TD;LR I didn’t like this article about pirates, because it wasn’t actually about pirates, so I wrote a blogpost three times as long as the actual article to tell you all about it.
I came across an article earlier this week via the Twittersphere: The Significance of Bone Mineral Density in the Depiction of Memento Mori in the Journal of Bone and Mineral Research – a Letter to the Editor by O’Keeffe, et al.
You can read the abstract at the above link. While it doesn’t actually set out the argument of their letter – it basically says: there’s a pirate cemetery on a island near Madagascar with ‘skull and crossbones’ iconography on tombs that is reminiscent of the ‘Jolly Roger’ flag – it was enough, along with the title, to pique my interest.
Something you may know about me: I am a human osteologist, currently studying the plague and associated funerary practices in the medieval period.
Something you may not know about me: I spent no less than six months writing and delivering a museum tour titled ‘Pirates: The Myth vs. The Reality’.*
This article was written for me to review it. Unfortunately, for the authors.**
When I went to access the full paper, which is… one page, I had every intention of providing a serious summary and interpretation of the results. However, I am afraid that I just cannot do that. Maybe one day I’ll make this into the proper academic blog it was always supposed to be.
Here is the gist of the letter (if you can get access, I recommend reading the full thing, it won’t take very long):
There is a supposed pirate cemetery on Ile Saint Marie, off the coast of Madagascar, that has “unique” tombs depicting the infamous ‘skull and crossbones’ iconography, which became the “universal symbol of piracy” via the Jolly Roger flags. The authors questioned why these particular bones became the symbol of piracy “and indeed death”. This prompted them to “review the academic literature to establish if there was any scientific reasoning behind the longevity of these bones”.
The authors go on to note that the skull and crossbones symbol exists beyond its use in piracy and is found all over the world and in many different periods – especially since the medieval period. Following this there are two short paragraphs that discuss the differences in bone mineralisation in various skeletal elements. Essentially, long bones (femur, tibia, humerus, etc) and the skull are mainly comprised of cortical bone (more solid) meaning they are more mineralised than other bones (vertebrae, ribs, sternum, etc), which include more cancellous bone (more spongy).
The letter wraps up with the authors suggesting that the higher mineralisation content of the long bones and skull would result in their surviving longer than other bones post-burial. In conclusion, these particular bones would become “the most visually potent reminder of our mortality”, leading to their use as a memento mori symbol.

*What the exercise asks*
Carry on the blog post about the pirate skull-and-crossbones letter, picking up right after its final sentence. The lines that follow have no connection to the blog post above.

*Record list*
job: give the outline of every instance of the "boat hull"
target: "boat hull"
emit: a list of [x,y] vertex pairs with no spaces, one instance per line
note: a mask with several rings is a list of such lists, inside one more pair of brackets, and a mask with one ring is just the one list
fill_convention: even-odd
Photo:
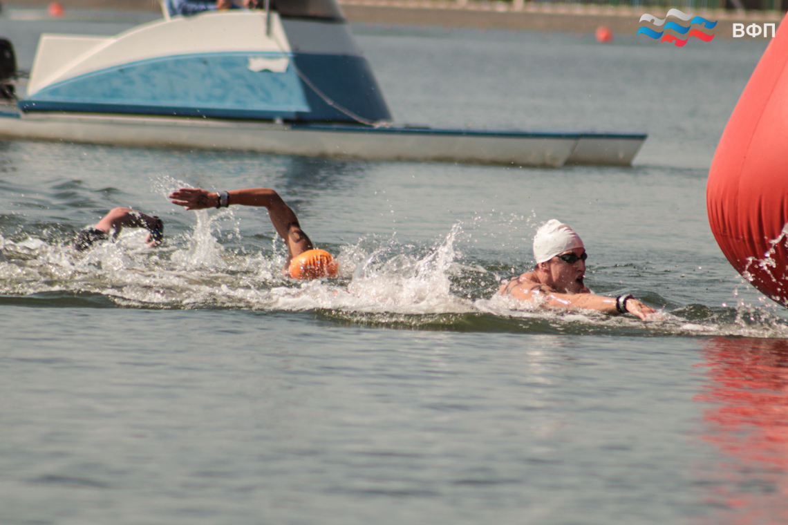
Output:
[[529,133],[426,128],[277,124],[96,113],[0,113],[0,137],[375,161],[515,166],[630,165],[645,135]]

*The answer*
I have so many issues with this article. First and foremost, look I know it’s a Letter to the Editor, but when someone says they are going to “review the academic literature” I expect them to cite more than FIVE academic papers (four of which are more than fifteen years old). Especially when I know there are some really good papers out there that specifically discuss the differential preservation of human skeletal remains.
So, you know, aside from that. Then there’s the whole… pirate thing. We seriously need to talk about pirates. I know they make for a great hook, but they have LITERALLY NOTHING TO DO WITH THIS PAPER. This article actually proposes two questions, but only seeks to address the answer to one (I’m not going to give them credit in saying they answer it, because I don’t think they do). In the order they are presented in the introduction:
- Why did the skull and crossbones become the universal symbol of piracy?
- Is the prominence of the skull and crossbones as a symbol due to the preferential preservation of these bones?
I can answer question number one for you. It didn’t. This is a cliché. While yes, ‘Jolly Roger’ flags often do include the skull and crossbones iconography – they also include a lot of other symbols as well: entire skeletons, blood, hearts, spears, swords, hourglasses, etc. Each pirate had their own flag design. Some used the skull and crossbones, some didn’t.
However, even if we take the stance, that okay – the skull and crossbones seems to crop up a lot around pirates, pirates still have nothing to do with this paper, because the authors never address it again after the introduction. Never. This article is all about question number two.
But that doesn’t mean I’m going to stop talking about pirates.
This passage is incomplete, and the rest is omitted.